*GIVEN RECORDS:*
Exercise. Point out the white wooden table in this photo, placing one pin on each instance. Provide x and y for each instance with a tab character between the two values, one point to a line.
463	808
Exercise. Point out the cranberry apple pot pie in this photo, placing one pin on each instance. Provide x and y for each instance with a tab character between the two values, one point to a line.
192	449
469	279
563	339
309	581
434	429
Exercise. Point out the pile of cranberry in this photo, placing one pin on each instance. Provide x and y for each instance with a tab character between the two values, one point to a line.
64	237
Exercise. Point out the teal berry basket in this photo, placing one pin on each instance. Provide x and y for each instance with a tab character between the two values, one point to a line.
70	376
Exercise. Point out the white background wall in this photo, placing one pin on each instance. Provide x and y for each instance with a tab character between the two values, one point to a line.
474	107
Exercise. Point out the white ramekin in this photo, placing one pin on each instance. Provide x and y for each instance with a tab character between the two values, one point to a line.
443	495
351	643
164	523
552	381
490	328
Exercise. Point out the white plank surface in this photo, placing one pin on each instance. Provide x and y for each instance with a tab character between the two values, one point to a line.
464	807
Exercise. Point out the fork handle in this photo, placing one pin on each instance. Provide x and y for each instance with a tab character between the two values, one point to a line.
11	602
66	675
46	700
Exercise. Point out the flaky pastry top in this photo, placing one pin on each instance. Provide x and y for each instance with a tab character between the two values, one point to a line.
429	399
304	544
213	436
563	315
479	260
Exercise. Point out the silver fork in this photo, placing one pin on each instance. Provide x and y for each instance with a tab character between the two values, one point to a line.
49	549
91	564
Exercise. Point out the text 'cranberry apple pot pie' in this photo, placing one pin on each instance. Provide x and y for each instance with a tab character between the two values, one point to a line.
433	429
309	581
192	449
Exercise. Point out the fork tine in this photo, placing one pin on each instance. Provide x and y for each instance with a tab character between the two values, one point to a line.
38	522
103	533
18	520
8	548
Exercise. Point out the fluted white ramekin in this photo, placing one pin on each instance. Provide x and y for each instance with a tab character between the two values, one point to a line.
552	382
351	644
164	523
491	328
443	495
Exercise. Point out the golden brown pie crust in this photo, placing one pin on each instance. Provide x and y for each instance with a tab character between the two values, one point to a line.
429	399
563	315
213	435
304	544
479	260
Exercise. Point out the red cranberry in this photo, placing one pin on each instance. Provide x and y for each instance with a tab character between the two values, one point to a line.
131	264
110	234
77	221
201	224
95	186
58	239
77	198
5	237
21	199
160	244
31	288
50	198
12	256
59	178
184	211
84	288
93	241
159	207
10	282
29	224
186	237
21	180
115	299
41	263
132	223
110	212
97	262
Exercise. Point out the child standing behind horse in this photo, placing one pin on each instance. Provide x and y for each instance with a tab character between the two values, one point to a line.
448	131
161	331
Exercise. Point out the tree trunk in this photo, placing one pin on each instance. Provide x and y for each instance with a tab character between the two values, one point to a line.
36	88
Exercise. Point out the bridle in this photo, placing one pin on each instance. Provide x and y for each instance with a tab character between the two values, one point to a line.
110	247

*WHAT YOU SHOULD DO:*
Return all of the entries exactly as written.

*THE RESULT:*
Exercise. Point out the white wooden table in this photo, placing one pin on each instance. Provide x and y for each instance with a tab character between the two values, one point to a line.
463	808
Exercise. Point out the cranberry apple pot pie in this photo, placing one pin on each instance. Provide x and y for each instance with a tab character between the two values, one point to a line.
192	449
469	279
563	339
309	581
434	429
Exercise. Point out the pile of cranberry in this photo, placing one pin on each instance. Provide x and y for each instance with a tab character between the two values, one point to a line.
64	237
Exercise. Point out the teal berry basket in this photo, placing one pin on each instance. Provide x and y for each instance with a tab character between the two values, one point to a line.
70	376
Exercise. Point out the white background wall in this photo, placing one pin on each instance. Provide x and y for each instance with a tab character between the two values, one point to a line.
474	107
Exercise. Point out the white ramekin in this photo, placing one pin on each instance. Provide x and y for each instance with a tab character between the two values, one point to a line.
443	495
351	643
164	523
552	381
490	328
Exercise. Point out the white plank surface in this photo, placing one pin on each instance. Provide x and y for each instance with a tab character between the two values, one point to a line.
464	807
Exercise. Point out the fork handle in this photo, placing one pin on each instance. Provide x and y for each instance with a tab character between the two values, one point to a line.
11	602
66	675
46	700
Exercise. Point out the flaky pastry top in this photo, placing one pin on each instance. Provide x and y for each instance with a tab character between the two values, one point to a line.
429	399
304	544
213	436
563	315
479	260
Exercise. Point out the silver fork in this photo, placing one pin on each instance. Provide x and y for each instance with a tab character between the two values, one point to a line.
49	549
91	564
Exercise. Point out the text 'cranberry apple pot pie' in this photo, placing one pin on each instance. Provide x and y for each instance with a tab character between the two values, one point to a line.
433	429
309	581
192	449
Exercise. Point out the fork tine in this photo, placing one pin on each instance. Provide x and y for each instance with a tab character between the two values, one point to a line.
38	522
103	533
18	520
8	548
Exercise. Point out the fluted white ramekin in this photo, placing one pin on each instance. Provide x and y for each instance with a tab character between the two values, one point to a line.
552	382
351	644
164	523
491	328
443	495
Exercise. Point out the golden brown pie crust in this photo, placing one pin on each instance. Provide x and y for each instance with a tab character between the two values, one point to a line.
429	399
563	315
213	435
304	544
479	260
Exercise. Point out the red cranberry in this photo, placing one pin on each instance. Provide x and y for each instance with a tab character between the two values, one point to a line.
131	264
110	234
77	221
201	224
95	186
58	239
77	198
5	237
21	199
160	244
31	288
50	198
12	256
59	178
184	211
84	288
93	241
159	207
10	282
29	224
186	237
21	180
115	299
41	263
132	223
110	212
97	262
Exercise. Point out the child standing behind horse in this photo, placing one pin on each instance. Provide x and y for each instance with a tab character between the two values, one point to a line.
448	131
161	331
Exercise. Point out the tree trunk in this photo, placing one pin on each instance. Provide x and y for each instance with a tab character between the two values, one point to a line.
36	88
Exercise. Point out the bridle in this photo, placing one pin on each instance. Provide x and y for each instance with a tab character between the two values, one point to a line.
110	247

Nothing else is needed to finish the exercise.